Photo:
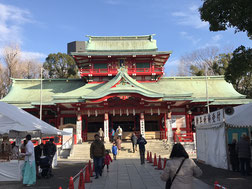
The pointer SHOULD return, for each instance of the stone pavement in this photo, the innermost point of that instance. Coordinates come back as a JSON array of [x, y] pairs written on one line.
[[130, 174]]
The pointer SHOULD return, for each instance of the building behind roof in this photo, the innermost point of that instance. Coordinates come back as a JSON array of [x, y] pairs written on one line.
[[122, 84]]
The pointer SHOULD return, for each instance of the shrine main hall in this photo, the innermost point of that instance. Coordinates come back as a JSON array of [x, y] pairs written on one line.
[[122, 83]]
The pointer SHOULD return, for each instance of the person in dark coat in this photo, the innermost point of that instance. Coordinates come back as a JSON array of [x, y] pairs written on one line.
[[134, 142], [233, 155], [97, 153], [244, 155], [38, 150], [142, 142], [49, 151]]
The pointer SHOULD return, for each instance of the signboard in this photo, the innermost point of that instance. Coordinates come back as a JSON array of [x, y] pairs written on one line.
[[79, 131], [106, 124], [178, 121], [66, 139], [169, 127], [142, 127], [211, 118]]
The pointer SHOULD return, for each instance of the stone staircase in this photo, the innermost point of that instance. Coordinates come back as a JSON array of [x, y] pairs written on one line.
[[81, 152]]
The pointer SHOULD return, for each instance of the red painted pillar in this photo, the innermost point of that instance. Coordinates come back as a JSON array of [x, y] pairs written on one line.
[[165, 124]]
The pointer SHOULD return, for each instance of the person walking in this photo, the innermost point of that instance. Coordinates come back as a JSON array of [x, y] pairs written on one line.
[[119, 132], [49, 151], [107, 160], [118, 144], [97, 153], [114, 150], [29, 169], [134, 142], [244, 155], [101, 134], [179, 170], [112, 135], [142, 142], [233, 155], [38, 150]]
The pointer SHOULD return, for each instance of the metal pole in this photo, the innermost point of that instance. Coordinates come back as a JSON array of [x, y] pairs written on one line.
[[208, 110], [41, 82]]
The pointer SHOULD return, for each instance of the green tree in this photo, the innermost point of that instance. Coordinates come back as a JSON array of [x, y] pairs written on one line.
[[223, 14], [60, 65], [239, 70], [220, 63]]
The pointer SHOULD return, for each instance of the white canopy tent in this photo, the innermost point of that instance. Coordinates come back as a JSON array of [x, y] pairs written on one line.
[[15, 121], [212, 133]]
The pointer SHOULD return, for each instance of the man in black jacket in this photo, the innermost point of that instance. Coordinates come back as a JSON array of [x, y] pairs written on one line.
[[142, 142], [49, 151]]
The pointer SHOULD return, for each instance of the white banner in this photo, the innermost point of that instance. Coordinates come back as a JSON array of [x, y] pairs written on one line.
[[208, 119]]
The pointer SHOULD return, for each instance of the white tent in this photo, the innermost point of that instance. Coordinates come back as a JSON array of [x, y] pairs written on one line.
[[14, 120], [212, 133]]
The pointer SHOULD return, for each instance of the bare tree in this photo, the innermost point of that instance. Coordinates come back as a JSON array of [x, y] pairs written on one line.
[[198, 61], [3, 89], [13, 66]]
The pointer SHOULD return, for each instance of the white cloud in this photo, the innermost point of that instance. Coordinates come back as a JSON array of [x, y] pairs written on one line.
[[217, 37], [11, 20], [190, 17], [113, 2], [33, 55], [190, 38]]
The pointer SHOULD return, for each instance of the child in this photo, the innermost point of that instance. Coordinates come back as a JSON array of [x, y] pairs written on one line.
[[107, 160], [114, 150]]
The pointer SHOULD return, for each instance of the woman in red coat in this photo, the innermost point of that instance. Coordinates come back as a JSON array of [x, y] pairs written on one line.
[[107, 160]]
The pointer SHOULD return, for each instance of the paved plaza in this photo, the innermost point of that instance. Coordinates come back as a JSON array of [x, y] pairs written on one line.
[[130, 174]]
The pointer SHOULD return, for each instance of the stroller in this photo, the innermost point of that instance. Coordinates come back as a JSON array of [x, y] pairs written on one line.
[[45, 166]]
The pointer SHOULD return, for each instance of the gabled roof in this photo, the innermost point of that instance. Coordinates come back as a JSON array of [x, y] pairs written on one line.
[[25, 93], [121, 43], [122, 83]]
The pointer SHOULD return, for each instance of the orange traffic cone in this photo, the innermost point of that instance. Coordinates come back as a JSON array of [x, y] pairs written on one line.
[[164, 163], [216, 185], [155, 160], [87, 176], [159, 164], [81, 181], [71, 185], [150, 158]]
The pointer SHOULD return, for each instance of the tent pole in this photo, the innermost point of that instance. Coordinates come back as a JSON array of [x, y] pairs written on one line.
[[41, 82], [226, 141]]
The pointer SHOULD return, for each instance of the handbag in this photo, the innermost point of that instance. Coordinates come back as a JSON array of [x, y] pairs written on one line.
[[169, 181]]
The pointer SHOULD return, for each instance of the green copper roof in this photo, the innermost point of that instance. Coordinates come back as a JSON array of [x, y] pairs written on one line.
[[25, 93], [119, 53], [218, 88], [121, 43]]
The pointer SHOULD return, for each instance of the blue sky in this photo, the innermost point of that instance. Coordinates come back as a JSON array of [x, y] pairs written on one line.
[[46, 26]]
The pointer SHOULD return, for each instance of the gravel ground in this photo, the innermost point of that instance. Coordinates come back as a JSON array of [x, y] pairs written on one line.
[[61, 173], [229, 179]]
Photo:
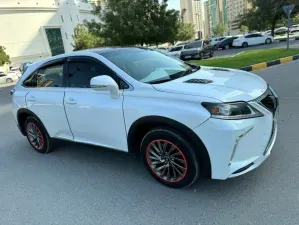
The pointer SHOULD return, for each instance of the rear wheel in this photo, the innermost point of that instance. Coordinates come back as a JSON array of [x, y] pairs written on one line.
[[268, 41], [38, 136], [9, 80], [245, 45], [169, 158]]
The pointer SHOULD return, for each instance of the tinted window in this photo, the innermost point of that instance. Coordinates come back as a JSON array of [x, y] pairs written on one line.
[[196, 44], [50, 76], [82, 71]]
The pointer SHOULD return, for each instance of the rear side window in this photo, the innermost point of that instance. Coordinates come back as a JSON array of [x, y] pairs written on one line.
[[49, 76]]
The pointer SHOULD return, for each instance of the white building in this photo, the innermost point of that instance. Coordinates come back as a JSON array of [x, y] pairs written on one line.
[[192, 11], [35, 29], [234, 9]]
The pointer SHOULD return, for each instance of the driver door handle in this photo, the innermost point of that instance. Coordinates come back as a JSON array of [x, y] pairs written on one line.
[[71, 101], [31, 99]]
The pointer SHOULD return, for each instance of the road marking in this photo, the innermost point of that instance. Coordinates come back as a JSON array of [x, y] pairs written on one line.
[[259, 66]]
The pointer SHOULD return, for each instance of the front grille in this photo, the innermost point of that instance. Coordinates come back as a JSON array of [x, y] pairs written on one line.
[[270, 101]]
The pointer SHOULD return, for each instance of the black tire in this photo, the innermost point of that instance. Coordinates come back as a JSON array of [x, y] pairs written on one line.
[[245, 45], [188, 161], [43, 144], [268, 41], [9, 80]]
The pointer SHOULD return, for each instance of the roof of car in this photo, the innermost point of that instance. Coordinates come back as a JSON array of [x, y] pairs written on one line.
[[112, 49]]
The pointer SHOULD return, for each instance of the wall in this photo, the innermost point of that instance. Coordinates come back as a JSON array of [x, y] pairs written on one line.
[[23, 24]]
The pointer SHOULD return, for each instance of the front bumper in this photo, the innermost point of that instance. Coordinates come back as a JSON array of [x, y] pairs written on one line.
[[236, 147]]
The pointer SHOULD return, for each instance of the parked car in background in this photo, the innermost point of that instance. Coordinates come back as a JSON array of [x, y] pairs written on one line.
[[176, 51], [226, 43], [280, 31], [162, 49], [253, 39], [215, 40], [185, 121], [8, 78], [197, 50], [24, 66]]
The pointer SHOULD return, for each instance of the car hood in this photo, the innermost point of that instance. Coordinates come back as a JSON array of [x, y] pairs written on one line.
[[226, 85]]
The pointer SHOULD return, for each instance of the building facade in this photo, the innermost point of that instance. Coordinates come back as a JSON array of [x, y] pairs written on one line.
[[32, 30], [186, 11], [234, 9]]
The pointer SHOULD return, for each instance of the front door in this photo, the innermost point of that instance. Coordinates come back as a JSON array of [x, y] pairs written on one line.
[[45, 98], [94, 116]]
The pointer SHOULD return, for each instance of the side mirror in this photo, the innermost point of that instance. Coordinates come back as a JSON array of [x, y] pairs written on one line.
[[103, 83]]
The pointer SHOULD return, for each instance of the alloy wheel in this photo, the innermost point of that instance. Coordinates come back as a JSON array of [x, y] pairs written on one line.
[[35, 136], [166, 160]]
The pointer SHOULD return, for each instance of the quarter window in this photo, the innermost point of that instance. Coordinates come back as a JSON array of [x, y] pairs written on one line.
[[82, 71], [50, 76]]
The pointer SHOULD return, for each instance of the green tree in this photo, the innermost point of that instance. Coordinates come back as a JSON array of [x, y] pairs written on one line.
[[266, 13], [185, 32], [131, 22], [220, 29], [4, 58], [244, 29], [83, 39]]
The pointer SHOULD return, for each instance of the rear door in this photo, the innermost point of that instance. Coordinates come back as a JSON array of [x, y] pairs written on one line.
[[45, 98], [94, 116]]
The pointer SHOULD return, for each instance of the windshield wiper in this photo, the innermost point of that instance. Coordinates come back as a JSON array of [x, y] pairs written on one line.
[[159, 81]]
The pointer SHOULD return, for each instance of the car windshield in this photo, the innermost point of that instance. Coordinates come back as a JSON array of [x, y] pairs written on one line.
[[196, 44], [146, 65], [175, 49]]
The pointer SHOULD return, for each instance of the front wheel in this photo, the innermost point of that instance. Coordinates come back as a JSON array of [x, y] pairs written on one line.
[[169, 158], [38, 136]]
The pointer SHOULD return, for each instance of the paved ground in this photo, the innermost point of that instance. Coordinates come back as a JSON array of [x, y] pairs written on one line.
[[230, 52], [85, 185]]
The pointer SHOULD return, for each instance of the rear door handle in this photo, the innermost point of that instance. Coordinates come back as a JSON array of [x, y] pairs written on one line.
[[31, 99], [71, 101]]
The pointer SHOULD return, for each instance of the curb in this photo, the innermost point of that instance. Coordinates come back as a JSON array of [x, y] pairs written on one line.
[[264, 65]]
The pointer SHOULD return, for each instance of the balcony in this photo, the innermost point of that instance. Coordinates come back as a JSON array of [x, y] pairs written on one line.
[[29, 5]]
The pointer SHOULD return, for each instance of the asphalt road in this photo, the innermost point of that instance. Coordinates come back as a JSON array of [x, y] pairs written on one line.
[[234, 51], [80, 184]]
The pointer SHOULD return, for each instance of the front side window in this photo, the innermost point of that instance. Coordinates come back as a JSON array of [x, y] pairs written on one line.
[[50, 76], [196, 44], [147, 65], [82, 71]]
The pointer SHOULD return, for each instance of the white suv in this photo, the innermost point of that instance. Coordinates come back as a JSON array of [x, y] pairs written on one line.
[[184, 120]]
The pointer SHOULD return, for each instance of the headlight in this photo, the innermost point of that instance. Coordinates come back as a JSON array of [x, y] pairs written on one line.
[[232, 111]]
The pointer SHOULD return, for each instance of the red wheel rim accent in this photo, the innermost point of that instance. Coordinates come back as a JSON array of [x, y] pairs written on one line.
[[35, 136], [176, 167]]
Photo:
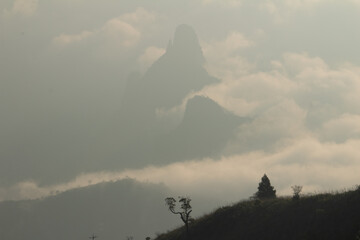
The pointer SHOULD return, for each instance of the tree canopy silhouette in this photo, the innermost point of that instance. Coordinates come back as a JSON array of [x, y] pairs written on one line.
[[265, 190], [185, 211]]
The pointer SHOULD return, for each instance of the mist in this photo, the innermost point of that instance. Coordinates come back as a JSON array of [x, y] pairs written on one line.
[[198, 98]]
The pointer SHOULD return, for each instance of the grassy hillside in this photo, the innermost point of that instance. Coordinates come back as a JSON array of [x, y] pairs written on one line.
[[321, 216]]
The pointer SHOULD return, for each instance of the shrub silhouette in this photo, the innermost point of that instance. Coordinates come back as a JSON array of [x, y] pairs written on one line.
[[265, 190], [185, 211], [296, 191]]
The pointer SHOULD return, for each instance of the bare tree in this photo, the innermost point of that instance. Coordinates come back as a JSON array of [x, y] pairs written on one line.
[[185, 211]]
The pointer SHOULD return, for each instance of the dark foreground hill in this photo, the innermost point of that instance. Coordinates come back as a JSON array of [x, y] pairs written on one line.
[[322, 216], [111, 210]]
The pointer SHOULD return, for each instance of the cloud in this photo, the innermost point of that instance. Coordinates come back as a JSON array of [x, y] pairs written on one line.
[[66, 39], [118, 33], [23, 7], [280, 10], [226, 3], [341, 129], [150, 55], [307, 162], [223, 57]]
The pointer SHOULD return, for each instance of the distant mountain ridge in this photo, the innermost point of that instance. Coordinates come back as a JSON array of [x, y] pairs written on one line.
[[321, 216], [112, 210]]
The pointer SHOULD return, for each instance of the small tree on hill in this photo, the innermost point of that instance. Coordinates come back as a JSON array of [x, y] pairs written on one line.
[[296, 190], [265, 190], [185, 211]]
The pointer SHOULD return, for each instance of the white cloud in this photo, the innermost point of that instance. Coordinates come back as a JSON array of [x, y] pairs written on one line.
[[223, 57], [121, 33], [116, 34], [308, 162], [65, 39], [224, 3], [23, 7], [150, 55], [282, 9], [341, 129]]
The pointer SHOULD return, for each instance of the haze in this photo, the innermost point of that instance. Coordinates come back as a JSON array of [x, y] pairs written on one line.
[[197, 97]]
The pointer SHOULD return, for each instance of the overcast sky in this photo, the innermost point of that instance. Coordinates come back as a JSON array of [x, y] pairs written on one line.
[[291, 66]]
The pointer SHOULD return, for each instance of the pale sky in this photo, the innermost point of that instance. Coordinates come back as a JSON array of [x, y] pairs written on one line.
[[293, 67]]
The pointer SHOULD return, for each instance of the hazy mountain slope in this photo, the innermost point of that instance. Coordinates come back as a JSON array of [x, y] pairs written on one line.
[[111, 210], [323, 216]]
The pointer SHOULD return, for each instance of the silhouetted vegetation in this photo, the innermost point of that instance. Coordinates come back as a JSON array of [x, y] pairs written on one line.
[[322, 216], [296, 192], [265, 190], [185, 211]]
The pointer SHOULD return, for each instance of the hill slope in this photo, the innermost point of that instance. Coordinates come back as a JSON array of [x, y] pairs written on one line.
[[322, 216]]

■ ■ ■ ■

> TO DO: Retype the lines from the very first one up to and including the line containing "[[122, 84]]", omitting any pictures.

> ANSWER TO THE PROBLEM:
Photo:
The pointer SHOULD return, for each instance of the stone pavement in this photo, the innermost point of that instance. Coordinates come back as a JSON array of [x, y] pairs written on one line.
[[130, 174]]
The pointer SHOULD return, for each instance of the building behind roof in this photo, the innermost point of that instance. Coordinates come back as a JSON array of [x, y] pairs written on one line.
[[122, 84]]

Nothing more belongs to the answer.